Excerpt »

[Start]

Anyone who has a cigar missing… probably rolled a blunt with that shit.
Spoiler Alert! House sucks.
That Polaroid just confirms that they cast the right guy for Beetlejuice.
Not Hugh Laurie.
Anyone who has a cigar missing… should check their rectal cavity. (silly Brits)
Any guy with a chick name for his last name is ultra gay.
Anyone who has a cigar missing… might have Alzheimer’s and should probably be put in a home.
IT’s not as bad as George Clooney selling me coffee over the Xmas holidays… Or Ewan McGregor selling me aftershave, I guess he didn’t get enough money from those cunting Star Wars movies…
*bitter*
Anyone who has a cigar missing has been hanging out with White House interns too much.
Summing up that 30-second commercial.
Polaroid: Cameras for the retarded.
I think he’s got sarcoidosis.
If I’m House, I’m putting together my dream team of Cameron, 13, Cuddy, and the dwarves from “The Safety Dance” video. But they only get to watch while running around in circles.
Anyone who doesn’t buy Panama must have a cigar missing
Oh yeah? Well anybody who does buy Panama has a canal full of seamen.
Anyone who doesn’t buy Panama must have a cigar missing
David Lee Roth agrees.

[End]

Stated exercise a » Give every person named by both first and last name in the comment thread.

Supplied records »

[Start]

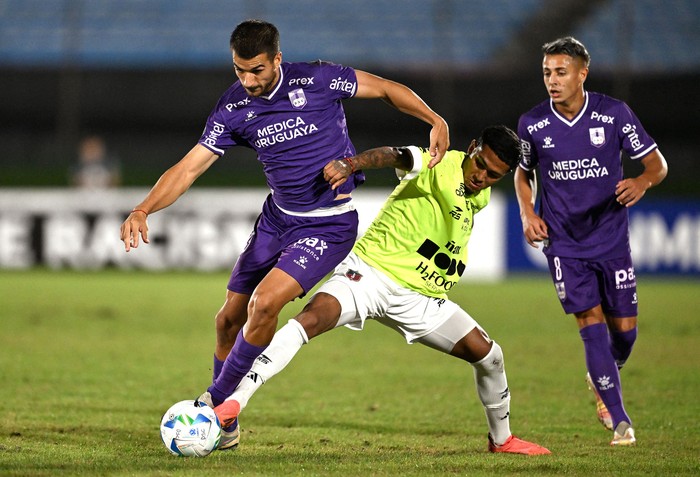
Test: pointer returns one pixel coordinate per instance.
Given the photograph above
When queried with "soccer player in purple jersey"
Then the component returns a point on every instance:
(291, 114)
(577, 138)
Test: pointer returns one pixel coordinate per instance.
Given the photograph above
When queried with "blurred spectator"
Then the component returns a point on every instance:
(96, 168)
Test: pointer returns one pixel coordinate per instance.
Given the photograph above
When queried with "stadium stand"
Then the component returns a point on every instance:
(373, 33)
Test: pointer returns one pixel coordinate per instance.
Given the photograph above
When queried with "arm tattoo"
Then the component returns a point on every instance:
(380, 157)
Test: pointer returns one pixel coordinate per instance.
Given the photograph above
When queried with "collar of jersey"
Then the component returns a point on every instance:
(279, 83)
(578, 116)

[End]
[Start]

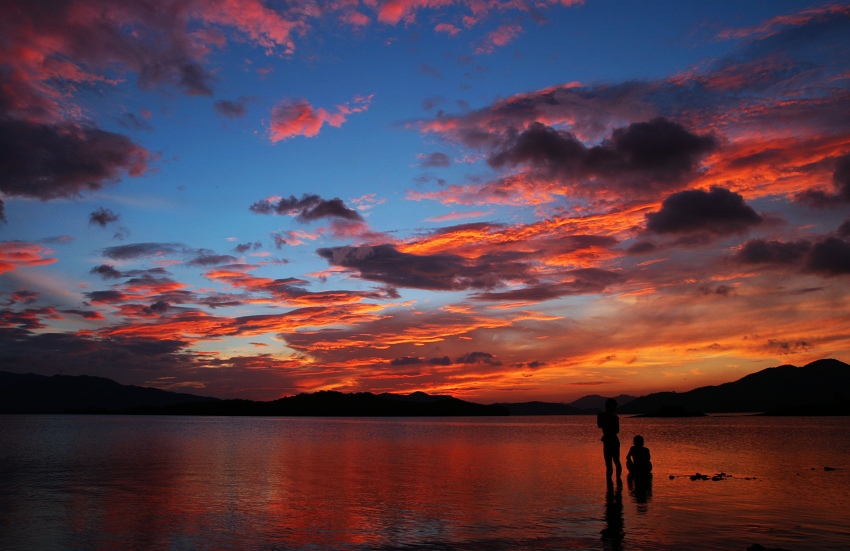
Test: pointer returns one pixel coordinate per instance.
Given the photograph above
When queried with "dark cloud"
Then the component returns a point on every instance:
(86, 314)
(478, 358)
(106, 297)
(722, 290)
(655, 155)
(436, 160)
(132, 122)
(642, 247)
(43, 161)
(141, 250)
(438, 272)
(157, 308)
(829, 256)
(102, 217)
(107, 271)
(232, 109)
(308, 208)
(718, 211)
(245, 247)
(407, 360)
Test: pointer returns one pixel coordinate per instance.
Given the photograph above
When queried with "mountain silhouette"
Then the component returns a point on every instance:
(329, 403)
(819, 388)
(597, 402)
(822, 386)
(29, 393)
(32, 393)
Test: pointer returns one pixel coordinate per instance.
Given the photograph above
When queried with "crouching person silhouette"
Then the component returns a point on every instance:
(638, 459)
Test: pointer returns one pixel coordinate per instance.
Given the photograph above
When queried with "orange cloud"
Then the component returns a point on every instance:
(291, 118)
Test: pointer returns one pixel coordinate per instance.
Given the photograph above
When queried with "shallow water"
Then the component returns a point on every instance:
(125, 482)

[End]

Stated exercise b » Collect each row that contains the string "When".

Task output a »
Hugh Laurie
George Clooney
Ewan McGregor
David Lee Roth

Task output b »
When queried with "soccer player in purple jersey"
When queried with "blurred spectator"
When queried with "stadium stand"
When queried with "arm tattoo"
When queried with "collar of jersey"
When queried with "dark cloud"
When queried with "mountain silhouette"
When queried with "crouching person silhouette"
When queried with "orange cloud"
When queried with "shallow water"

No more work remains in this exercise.